** start ROWS **

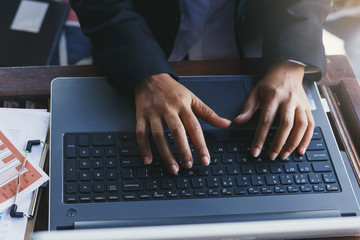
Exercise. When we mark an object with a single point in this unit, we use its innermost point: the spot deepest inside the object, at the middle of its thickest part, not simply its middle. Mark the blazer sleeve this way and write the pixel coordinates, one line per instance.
(123, 45)
(293, 31)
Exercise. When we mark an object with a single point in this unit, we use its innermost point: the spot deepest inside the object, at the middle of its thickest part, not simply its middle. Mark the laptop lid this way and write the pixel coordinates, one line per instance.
(93, 105)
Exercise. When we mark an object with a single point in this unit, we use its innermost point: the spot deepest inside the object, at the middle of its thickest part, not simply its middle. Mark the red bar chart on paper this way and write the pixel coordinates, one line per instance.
(11, 161)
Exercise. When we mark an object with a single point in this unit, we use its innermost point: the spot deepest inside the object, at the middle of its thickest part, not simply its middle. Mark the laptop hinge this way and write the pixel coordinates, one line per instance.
(206, 219)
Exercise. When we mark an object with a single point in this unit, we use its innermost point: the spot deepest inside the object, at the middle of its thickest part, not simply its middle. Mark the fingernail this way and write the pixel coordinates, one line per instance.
(285, 155)
(188, 164)
(273, 155)
(147, 160)
(256, 152)
(205, 160)
(302, 151)
(174, 169)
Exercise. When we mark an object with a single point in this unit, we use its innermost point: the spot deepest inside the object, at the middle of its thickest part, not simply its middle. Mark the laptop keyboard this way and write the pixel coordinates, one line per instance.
(107, 167)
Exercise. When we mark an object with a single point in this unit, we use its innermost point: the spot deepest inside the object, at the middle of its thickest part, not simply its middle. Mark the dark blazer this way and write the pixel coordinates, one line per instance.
(133, 39)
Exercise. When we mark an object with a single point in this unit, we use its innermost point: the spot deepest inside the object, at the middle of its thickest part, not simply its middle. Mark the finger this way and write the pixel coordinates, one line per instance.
(197, 137)
(283, 131)
(297, 134)
(142, 128)
(266, 119)
(178, 132)
(207, 114)
(251, 105)
(158, 133)
(308, 133)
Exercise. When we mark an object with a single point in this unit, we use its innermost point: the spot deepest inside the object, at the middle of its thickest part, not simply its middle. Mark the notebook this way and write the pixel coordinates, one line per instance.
(97, 178)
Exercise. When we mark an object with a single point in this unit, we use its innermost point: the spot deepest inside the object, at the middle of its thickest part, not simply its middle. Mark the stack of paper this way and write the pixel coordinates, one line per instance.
(17, 126)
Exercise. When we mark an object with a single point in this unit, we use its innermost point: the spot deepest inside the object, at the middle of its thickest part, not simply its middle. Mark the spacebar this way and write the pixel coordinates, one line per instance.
(206, 219)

** end ROWS **

Skip the pictures, then retype every line above exactly.

OUTPUT OF THE TASK:
Exercise. When we mark an object with a single point in this unit, we use its innermost point: the spot deepest inside the object, at the middle of its thickest part, not simply its middle. Mark the blazer sleeve this way and write the pixel coordinates, one line per instance.
(123, 45)
(293, 31)
Exercise. When we mark an object with a single point in this unit, we use its innermost point: the spot deepest inside the object, at the middle of its thickest part, not simply its middle. Mark the laptop lid this way and write the pixel coordinates, one line per instance.
(93, 105)
Exercise. When we mark an object with a single point in this unit, we use its innermost point: the spot deepest inside the object, at the middle of its thickest part, not simply its middle. Mark the red bar chart on paper this way and write the pixel coordinates, one line per instance.
(11, 161)
Exercise. When we mark an object with a single point in this unit, we use its innermost point: the spot deepest inside the object, at the middle of its thickest part, not simply its middle. Mark the laptop hinge this way and write the pixel coordinates, one line per instance.
(206, 219)
Exercise. When we mark an object with a single point in this unit, we use its innermost point: the spot deepest inside the object, at the middle of its thickest part, not simply its middle. Mark the fingernail this way and write the pixel coordinates, one line per instance.
(285, 155)
(188, 164)
(273, 155)
(147, 160)
(256, 152)
(205, 160)
(302, 151)
(174, 169)
Exercise. When we mark an object with a single point in this unit, we use its innermost point: the spot deepest inside the object, at the middle of its thickest part, not simply its middle. Mark the laptop keyboard this way and write the pixel coordinates, one line per instance.
(107, 167)
Exercise. When we mark an object with a single point in this unit, we use its innermost point: the spot deepest inside the object, at the middle of its thickest part, not simply its middle. Mark the dark blazer this way and write the pixel coordinates, one line per instance.
(133, 39)
Exercise. When we mark an object with a single point in this unit, we use its innermost point: the spot deepest inside the object, at the middle of its thickest part, not simply its middle. Mark the finger this way and write the pixel coordinates, one line per instance.
(197, 137)
(283, 131)
(297, 134)
(142, 128)
(266, 119)
(178, 132)
(207, 114)
(251, 105)
(158, 133)
(308, 133)
Exercise. When we mark an object with a single point in this unit, we use its innermost point: the spot deepest inside the object, at the middle of its thickest part, not simply its middle. Mark the notebook this way and write the pixel coordinates, one line per instance.
(97, 178)
Exercise. When we mark an object with a single point in this unit, we use its innermost point: the spot deepest inside the object, at the middle of its thickest part, not simply its middle. Mark the stack of paper this way and write the pixel coordinates, one line per instance.
(17, 126)
Exercise. When we mark an object with a single point in this unit, we use its innermost point: the spot deepest inside the object, at the middle of its thickest part, not simply its middle. Mark the spacebar this way and write the pixel coordinates, one line per instance.
(206, 219)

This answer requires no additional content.